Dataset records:
## START
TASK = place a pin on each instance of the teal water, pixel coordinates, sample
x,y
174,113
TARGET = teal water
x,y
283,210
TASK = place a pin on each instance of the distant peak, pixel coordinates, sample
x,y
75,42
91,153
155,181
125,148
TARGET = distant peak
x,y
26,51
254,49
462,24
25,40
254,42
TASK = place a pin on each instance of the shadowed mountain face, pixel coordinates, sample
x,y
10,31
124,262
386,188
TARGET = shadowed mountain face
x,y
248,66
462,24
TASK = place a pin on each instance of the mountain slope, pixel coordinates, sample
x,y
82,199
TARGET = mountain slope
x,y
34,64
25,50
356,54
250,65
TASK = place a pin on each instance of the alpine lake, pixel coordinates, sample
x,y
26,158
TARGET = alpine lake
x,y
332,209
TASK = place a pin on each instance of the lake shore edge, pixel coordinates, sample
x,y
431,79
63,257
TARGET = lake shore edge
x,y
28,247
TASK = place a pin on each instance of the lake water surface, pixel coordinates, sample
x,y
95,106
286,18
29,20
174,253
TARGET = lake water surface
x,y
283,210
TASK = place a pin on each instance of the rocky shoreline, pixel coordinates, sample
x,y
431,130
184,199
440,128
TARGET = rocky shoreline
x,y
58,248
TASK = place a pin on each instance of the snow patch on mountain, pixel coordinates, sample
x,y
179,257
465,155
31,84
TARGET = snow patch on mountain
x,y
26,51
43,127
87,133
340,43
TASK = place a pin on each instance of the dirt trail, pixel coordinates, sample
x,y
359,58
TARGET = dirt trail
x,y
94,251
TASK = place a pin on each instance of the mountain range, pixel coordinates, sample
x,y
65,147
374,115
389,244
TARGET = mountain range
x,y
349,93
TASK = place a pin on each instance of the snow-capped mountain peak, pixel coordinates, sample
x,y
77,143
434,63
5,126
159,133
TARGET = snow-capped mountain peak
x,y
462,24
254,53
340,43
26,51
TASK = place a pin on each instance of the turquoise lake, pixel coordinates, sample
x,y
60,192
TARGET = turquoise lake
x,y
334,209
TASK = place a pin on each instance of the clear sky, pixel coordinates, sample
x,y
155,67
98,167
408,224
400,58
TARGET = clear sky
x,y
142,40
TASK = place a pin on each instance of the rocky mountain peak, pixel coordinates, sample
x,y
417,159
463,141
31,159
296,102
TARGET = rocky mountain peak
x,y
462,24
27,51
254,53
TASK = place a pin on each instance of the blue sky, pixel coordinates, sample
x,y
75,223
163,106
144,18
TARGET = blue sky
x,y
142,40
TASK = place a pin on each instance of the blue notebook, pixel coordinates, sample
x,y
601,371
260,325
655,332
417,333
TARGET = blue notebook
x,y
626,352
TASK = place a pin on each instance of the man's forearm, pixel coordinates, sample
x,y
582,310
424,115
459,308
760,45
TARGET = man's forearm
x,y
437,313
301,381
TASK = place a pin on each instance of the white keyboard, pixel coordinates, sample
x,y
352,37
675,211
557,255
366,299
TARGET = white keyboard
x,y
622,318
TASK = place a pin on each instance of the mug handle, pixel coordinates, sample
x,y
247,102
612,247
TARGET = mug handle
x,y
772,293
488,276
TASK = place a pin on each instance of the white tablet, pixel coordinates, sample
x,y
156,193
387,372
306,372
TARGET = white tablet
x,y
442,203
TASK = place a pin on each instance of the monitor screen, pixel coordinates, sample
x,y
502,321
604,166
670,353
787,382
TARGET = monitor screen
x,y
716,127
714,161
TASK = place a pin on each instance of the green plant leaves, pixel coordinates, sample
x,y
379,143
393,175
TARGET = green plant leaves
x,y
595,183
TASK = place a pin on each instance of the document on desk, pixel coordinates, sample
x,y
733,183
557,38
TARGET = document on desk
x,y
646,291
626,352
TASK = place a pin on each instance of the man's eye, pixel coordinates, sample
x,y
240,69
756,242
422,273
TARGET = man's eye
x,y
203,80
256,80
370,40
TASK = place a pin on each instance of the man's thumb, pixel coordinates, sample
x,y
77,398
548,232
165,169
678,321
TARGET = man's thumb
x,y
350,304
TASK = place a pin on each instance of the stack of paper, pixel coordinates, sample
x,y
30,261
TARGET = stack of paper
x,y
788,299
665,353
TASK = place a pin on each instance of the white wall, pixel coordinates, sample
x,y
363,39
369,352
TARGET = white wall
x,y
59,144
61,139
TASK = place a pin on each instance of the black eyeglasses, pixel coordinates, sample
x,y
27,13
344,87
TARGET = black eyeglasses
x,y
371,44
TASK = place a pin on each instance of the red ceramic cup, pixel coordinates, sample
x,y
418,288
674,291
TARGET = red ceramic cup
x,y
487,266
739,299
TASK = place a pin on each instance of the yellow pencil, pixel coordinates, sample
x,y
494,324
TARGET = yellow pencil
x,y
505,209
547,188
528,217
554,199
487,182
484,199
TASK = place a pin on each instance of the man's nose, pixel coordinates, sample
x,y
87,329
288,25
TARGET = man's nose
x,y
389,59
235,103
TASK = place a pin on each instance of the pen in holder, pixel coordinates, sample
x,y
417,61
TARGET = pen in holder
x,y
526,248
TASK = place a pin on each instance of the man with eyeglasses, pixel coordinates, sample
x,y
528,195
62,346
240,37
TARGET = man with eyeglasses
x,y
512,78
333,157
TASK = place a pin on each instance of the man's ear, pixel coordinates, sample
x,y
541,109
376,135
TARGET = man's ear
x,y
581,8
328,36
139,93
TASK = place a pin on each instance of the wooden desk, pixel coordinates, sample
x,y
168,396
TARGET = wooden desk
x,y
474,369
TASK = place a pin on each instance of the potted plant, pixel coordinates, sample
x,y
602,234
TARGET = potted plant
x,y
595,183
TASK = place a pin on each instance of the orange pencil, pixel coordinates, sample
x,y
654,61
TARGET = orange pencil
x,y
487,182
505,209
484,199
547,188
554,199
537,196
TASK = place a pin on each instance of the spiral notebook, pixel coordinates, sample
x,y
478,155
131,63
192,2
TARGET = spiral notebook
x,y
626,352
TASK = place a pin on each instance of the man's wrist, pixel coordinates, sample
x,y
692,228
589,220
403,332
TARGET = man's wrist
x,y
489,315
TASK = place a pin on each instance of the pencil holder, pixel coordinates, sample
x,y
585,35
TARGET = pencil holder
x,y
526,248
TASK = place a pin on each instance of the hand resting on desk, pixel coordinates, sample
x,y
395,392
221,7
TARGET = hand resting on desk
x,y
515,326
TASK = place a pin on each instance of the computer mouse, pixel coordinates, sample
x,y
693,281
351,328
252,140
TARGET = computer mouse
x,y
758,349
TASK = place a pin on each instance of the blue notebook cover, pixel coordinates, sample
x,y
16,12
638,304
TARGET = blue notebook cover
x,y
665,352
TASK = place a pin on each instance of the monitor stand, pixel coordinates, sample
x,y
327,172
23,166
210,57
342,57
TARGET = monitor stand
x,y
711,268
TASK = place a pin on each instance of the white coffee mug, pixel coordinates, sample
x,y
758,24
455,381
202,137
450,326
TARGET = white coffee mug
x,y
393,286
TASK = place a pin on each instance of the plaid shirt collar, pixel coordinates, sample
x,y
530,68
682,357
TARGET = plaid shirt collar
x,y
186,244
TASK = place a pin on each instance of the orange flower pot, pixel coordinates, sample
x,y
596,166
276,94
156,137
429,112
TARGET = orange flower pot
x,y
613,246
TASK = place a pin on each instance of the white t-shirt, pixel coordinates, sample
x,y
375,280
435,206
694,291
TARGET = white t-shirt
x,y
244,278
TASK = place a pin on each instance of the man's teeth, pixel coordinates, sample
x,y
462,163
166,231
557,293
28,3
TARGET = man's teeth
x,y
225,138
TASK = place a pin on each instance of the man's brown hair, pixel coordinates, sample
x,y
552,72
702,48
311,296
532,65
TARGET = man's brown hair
## END
→ GIVEN EXERCISE:
Please repeat all the records above exactly as they appear.

→ IN RESPONSE:
TASK = place a pin on each instance of the teal water, pixel coordinates, sample
x,y
174,113
TARGET = teal water
x,y
283,210
TASK = place a pin on each instance of the distant peak, pixel coordinates, sample
x,y
75,42
91,153
155,181
125,148
TARGET = distant peak
x,y
26,51
254,49
462,24
25,40
254,42
TASK = place a pin on each instance of the shadowed mountain face, pixel coordinates, sample
x,y
10,31
124,262
386,188
TARGET = shadowed mountain face
x,y
248,66
462,24
TASK = place a pin on each instance of the mountain slope, pixel coordinates, sample
x,y
82,199
TARGET = mountain slope
x,y
34,64
25,50
356,54
250,65
TASK = place a pin on each instance of the alpine lake, pixel coordinates, sample
x,y
26,158
TARGET = alpine lake
x,y
332,209
TASK = place a pin on each instance of the lake shore edge, pixel coordinates, sample
x,y
431,79
63,257
TARGET = lake shore edge
x,y
28,247
TASK = place a pin on each instance of the lake water surface, pixel coordinates, sample
x,y
95,106
286,18
29,20
174,253
TARGET = lake water surface
x,y
283,210
TASK = place a pin on each instance of the rocky shoreline, pixel coordinates, sample
x,y
431,130
184,199
440,128
TARGET = rocky shoreline
x,y
58,248
TASK = place a pin on each instance of the snow patch on mountain, pixel coordinates, sample
x,y
179,257
465,155
31,84
TARGET = snow patch on mountain
x,y
26,51
43,127
87,133
340,43
TASK = place a pin on each instance of the dirt trail, pixel coordinates, sample
x,y
359,58
TARGET = dirt trail
x,y
94,251
TASK = place a pin on each instance of the mountain range, pixel coordinates, sample
x,y
65,147
374,115
389,244
TARGET = mountain range
x,y
349,93
TASK = place a pin on each instance of the snow-capped mountain peak, pixel coordinates, sample
x,y
77,143
434,63
5,126
159,133
TARGET = snow-capped mountain peak
x,y
462,24
254,53
340,43
26,51
TASK = place a pin on each instance of the turquoise lake, pixel coordinates, sample
x,y
60,192
TARGET = turquoise lake
x,y
334,209
TASK = place a pin on each instance of the clear sky, pixel coordinates, sample
x,y
155,67
98,167
408,224
400,58
TARGET = clear sky
x,y
142,40
TASK = place a pin on each instance of the rocky mountain peak, pixel coordinates, sample
x,y
417,159
463,141
31,159
296,102
TARGET = rocky mountain peak
x,y
462,24
27,51
254,53
TASK = place a pin on each instance of the blue sky, pixel coordinates, sample
x,y
75,223
163,106
144,18
TARGET = blue sky
x,y
142,40
TASK = place a pin on each instance of the blue notebook, pixel coordinates, sample
x,y
601,371
260,325
655,332
417,333
TARGET = blue notebook
x,y
626,352
TASK = place a pin on each instance of the man's forearm, pixel coordinates, sample
x,y
582,310
424,115
459,308
760,45
TARGET = man's forearm
x,y
437,313
301,381
TASK = place a pin on each instance of the white keyboard, pixel coordinates, sample
x,y
352,37
675,211
557,255
366,299
TARGET = white keyboard
x,y
622,318
TASK = place a pin on each instance of the mug handle, pixel coordinates, sample
x,y
247,102
612,247
TARGET = mug handle
x,y
772,293
488,276
TASK = place a pin on each instance of the white tablet, pixel coordinates, sample
x,y
156,193
387,372
306,372
TARGET = white tablet
x,y
442,203
TASK = place a pin on each instance of the monitor screen, pixel coordinates, sample
x,y
502,321
604,166
670,353
787,382
TARGET = monitor screen
x,y
716,127
714,161
TASK = place a pin on each instance of the green plant leaves, pixel coordinates, sample
x,y
379,143
393,175
TARGET = green plant leaves
x,y
595,183
TASK = place a pin on each instance of the document on desk, pixel coordinates, sample
x,y
733,183
557,38
TARGET = document on desk
x,y
646,291
626,352
TASK = place a pin on each instance of the man's eye, pixel coordinates, sample
x,y
240,69
756,242
422,273
TARGET = man's eye
x,y
203,80
256,80
370,40
TASK = place a pin on each instance of the man's thumb, pixel coordinates, sample
x,y
77,398
548,232
165,169
678,321
TARGET = man's thumb
x,y
350,304
TASK = place a pin on each instance of the stack of paper, pixel coordinates, sample
x,y
30,261
TARGET = stack of paper
x,y
788,299
665,353
TASK = place a pin on each instance of the white wall, pixel coordinates, sample
x,y
363,39
369,352
TARGET = white wall
x,y
59,144
61,139
TASK = place a pin on each instance of the black eyeglasses, pixel coordinates, sample
x,y
27,13
344,87
TARGET = black eyeglasses
x,y
371,44
TASK = place a pin on each instance of the red ceramic cup, pixel coordinates, sample
x,y
418,288
674,291
TARGET = red ceramic cup
x,y
487,266
739,299
TASK = place a pin on each instance of the yellow pencil, pixel coordinates, sample
x,y
494,324
TARGET = yellow pencil
x,y
505,209
547,188
528,217
554,199
487,182
484,199
TASK = place a pin on each instance of the man's nose, pixel coordinates, sample
x,y
87,329
288,25
TARGET = man's nose
x,y
389,59
235,103
TASK = place a pin on each instance of the pen in holder, pixel coordinates, sample
x,y
417,61
TARGET = pen in holder
x,y
526,248
TASK = place a pin on each instance of the man with eyeglasses, pixel coordinates, sample
x,y
528,195
62,346
240,37
TARGET = man with eyeglasses
x,y
512,78
333,157
TASK = place a pin on each instance of the man's ear, pixel coordinates, sample
x,y
541,109
376,135
TARGET = man's ear
x,y
581,8
328,36
139,93
TASK = place a pin on each instance of the wooden desk, pixel coordinates, sample
x,y
168,396
TARGET = wooden desk
x,y
474,369
TASK = place a pin on each instance of the potted plant, pixel coordinates, sample
x,y
602,234
TARGET = potted plant
x,y
595,183
TASK = place a pin on each instance of the orange pencil, pixel coordinates, sample
x,y
654,61
TARGET = orange pencil
x,y
487,182
505,209
484,199
547,188
554,199
537,196
TASK = place a pin on each instance of the spiral notebook, pixel coordinates, sample
x,y
478,155
131,63
192,2
TARGET = spiral notebook
x,y
626,352
TASK = place a pin on each instance of the man's wrist, pixel coordinates, sample
x,y
692,228
589,220
403,332
TARGET = man's wrist
x,y
489,315
TASK = place a pin on each instance of the pencil holder, pixel coordinates, sample
x,y
585,35
TARGET = pencil holder
x,y
526,248
TASK = place a pin on each instance of the hand resting on desk, pixel coordinates, sample
x,y
395,392
221,7
TARGET = hand resting on desk
x,y
515,326
TASK = place a pin on each instance of the computer mouse, pixel coordinates, sample
x,y
693,281
351,328
252,140
TARGET = computer mouse
x,y
758,349
TASK = place a pin on each instance of the blue notebook cover, pixel coordinates, sample
x,y
16,12
638,304
TARGET = blue notebook cover
x,y
665,352
TASK = place a pin on each instance of the monitor stand, pixel coordinates, sample
x,y
327,172
23,166
210,57
342,57
TARGET = monitor stand
x,y
711,268
TASK = place a pin on each instance of the white coffee mug, pixel coordinates, sample
x,y
758,24
455,381
202,137
450,326
TARGET = white coffee mug
x,y
393,286
TASK = place a pin on each instance of the plaid shirt collar, pixel coordinates, sample
x,y
530,68
682,357
TARGET = plaid shirt collar
x,y
186,244
TASK = place a pin on each instance of the orange flower pot, pixel coordinates, sample
x,y
596,166
276,94
156,137
429,112
TARGET = orange flower pot
x,y
613,246
TASK = place a pin on each instance of the white t-shirt, pixel coordinates, sample
x,y
375,280
435,206
694,291
TARGET = white t-shirt
x,y
244,278
TASK = place a pin on each instance of the man's teeth, pixel coordinates, sample
x,y
462,163
166,231
557,293
28,3
TARGET = man's teeth
x,y
225,138
TASK = place a pin on each instance of the man's brown hair, pixel coordinates, sample
x,y
552,72
702,48
311,296
532,65
TARGET = man's brown hair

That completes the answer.